TO-DO LIST:
- 1) In the STM32 neopixel guide, which pin is wired to the neopixels' data input?
- 2) Write what comes next in the STM32 neopixel guide, picking up right after its final sentence.

=== TEXT BLOCK ===

I have been dreaming about places where I could fit some cool looking pixels for a while, from long led stripes to single pixels inside my custom stm32 pcbs.
Thats why im writting this down, an Arduinoless, No specific use, No specific stm32 chip, No weird-ass library abstractions C HAL based DUMB guide to:
Set the number of pixels, load the RGB array, shoot the data out the pwm.Its just you, me, any stm32 chip with DMA + PWM, and a cup of lemon ginger tea.
Neopixel protocol:A 800KHZ data signal departs from our stm32, every pixel "bites off" the first chunk of signal and fowards the rest to the next neopixels.
Neopixels will read a logic 1 if the 800khz pwm cycle recived is 64%, they will read logic 0 if the duty cycle is 29%.
The different pixels are not connected to the same data wire, they are daisy-chained to eachother.
Lets wire up the oscilloscope and take a look:
Once the neopixels received their rgb values they will only perform the led update when the data line goes silent for at least 50usHardware setup:
ST-LINK wiring: flashing and debugging trough SerialWire interface with an ST-LINK. (the fastest way of flashing a stm32 chip)
St-LINK is no more than another stm32 chip brigding USB with SWD protocol.
But i aint buying a stlink if stm32 nicely provides you with one:
Have you ever seen this nice cheap Nucleo evaluation boards? they come with a built in stlink and is very easy to use as an external board programmer.
Neopixels wiring
- PA8 to neopixels data in.
- GND to GND
- VCC powered with any 5V (im using a lab power supply)
Neopixels need 5v logic and 5v at VCC pin.Bluepill STM32f103c8 chip is a 3v3 chip and outputs a 3v3 volts logic.
Luckily it works for me, my neopixels understand 3v3 logic BUT if yours doesnt you need to use some level shifter, another option is using a lower VCC for the neopixels. (4, 4v will do)
Firmware setup:stm32CubeMX code autogeneration, isnt it refreshing when stm32 develops a GUI for all the tedious peripheral/clock/pinout configuration?
Blinky minimum system test: Lets setup the bluepill board, im going to use the SerialWire port, the external 8Mhz cristal and the PC13 LED for now.
With this minimal setup I generate the code and proceed to do a simple PC13 blinky program.

=== DATA PROVIDED ===

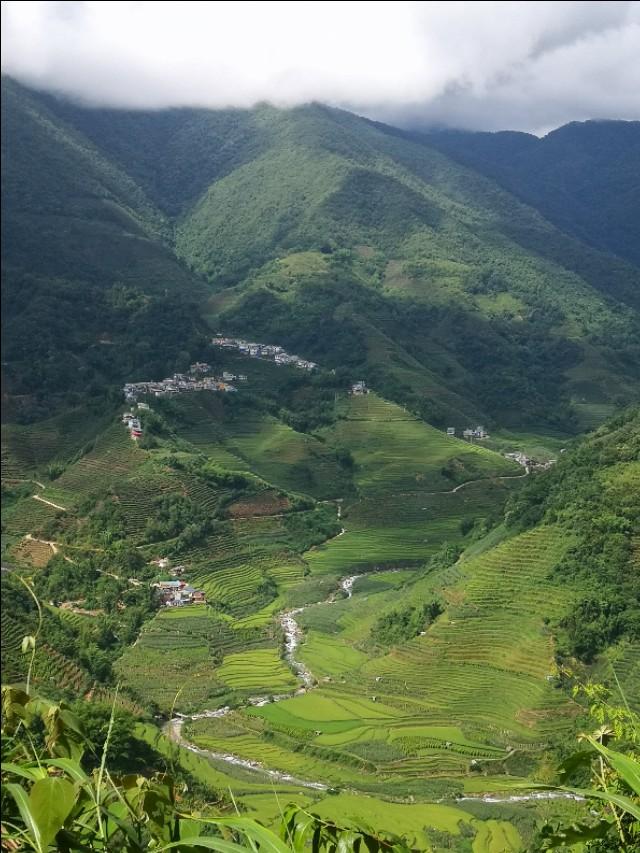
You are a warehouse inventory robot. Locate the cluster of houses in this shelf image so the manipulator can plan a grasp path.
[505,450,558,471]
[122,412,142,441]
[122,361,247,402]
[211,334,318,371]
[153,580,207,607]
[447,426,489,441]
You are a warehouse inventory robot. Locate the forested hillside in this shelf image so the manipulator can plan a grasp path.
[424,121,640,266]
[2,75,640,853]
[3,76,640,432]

===
=== DATA PROVIDED ===

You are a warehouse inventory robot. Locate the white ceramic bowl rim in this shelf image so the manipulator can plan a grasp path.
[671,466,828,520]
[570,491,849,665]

===
=== DATA PROVIDED ===

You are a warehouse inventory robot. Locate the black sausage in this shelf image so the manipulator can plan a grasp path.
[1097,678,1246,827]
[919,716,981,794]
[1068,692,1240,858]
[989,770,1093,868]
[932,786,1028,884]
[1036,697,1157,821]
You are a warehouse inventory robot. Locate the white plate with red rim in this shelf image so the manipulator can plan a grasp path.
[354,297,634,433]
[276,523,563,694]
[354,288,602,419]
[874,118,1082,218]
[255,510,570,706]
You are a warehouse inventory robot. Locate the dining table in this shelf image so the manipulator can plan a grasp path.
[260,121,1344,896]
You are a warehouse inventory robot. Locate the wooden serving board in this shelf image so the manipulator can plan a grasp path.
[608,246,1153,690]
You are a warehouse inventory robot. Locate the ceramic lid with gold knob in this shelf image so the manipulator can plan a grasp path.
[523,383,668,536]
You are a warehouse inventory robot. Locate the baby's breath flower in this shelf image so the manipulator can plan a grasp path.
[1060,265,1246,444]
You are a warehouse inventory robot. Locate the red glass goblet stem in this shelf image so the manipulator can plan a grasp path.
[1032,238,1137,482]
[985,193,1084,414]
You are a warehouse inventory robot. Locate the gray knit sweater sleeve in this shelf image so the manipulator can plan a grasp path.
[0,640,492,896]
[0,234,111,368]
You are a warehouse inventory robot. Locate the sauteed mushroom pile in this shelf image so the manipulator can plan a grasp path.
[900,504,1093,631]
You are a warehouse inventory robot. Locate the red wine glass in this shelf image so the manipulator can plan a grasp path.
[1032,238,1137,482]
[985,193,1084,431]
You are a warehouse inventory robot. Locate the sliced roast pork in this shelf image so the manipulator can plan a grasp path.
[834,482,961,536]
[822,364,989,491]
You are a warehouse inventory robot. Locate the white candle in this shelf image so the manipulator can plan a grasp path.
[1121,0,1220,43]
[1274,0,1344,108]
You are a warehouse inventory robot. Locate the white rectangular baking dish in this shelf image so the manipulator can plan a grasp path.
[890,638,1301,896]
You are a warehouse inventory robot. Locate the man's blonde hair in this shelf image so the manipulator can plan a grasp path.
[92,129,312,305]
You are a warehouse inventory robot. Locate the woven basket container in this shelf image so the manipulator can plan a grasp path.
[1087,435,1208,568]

===

ANSWERS FOR THIS EXERCISE:
- 1) PA8

- 2)
//you can find User defined pin names in main.h
HAL_GPIO_TogglePin(LED_GPIO_Port, LED_Pin);
HAL_Delay(100);PWMclocking test: okay the bluepill is alive now we need to start calculating clocks and shit.
First we need to choose the PWM timer, I chose TIM1.Now we figure out which clock is feeding TIM1, sadly we need to read the family specific reference manual
It turns out TIM1 is fed with APB2 clock, so I set the clock source to be taken from the external 8Mhz xtal trough the PLL (more stable and precise than the internal HSI RC) and adjust the APB2 timer clock source as i need.
I am choosing 72Mhz because is the maximum clock speed ,this way we will get less granularity errors.
if we have a 72Mhz pwm and we want a 0, 8Mhz pwm we need a 72/0, 8=90 preescaler
/* USER CODE BEGIN 2 */
HAL_TIM_PWM_Start(&htim1, TIM_CHANNEL_1);
TIM1->CCR1=27;//27/90= 30% duty cycle
/* USER CODE END 2 */DMA+PWMtest: things are starting to get serious now.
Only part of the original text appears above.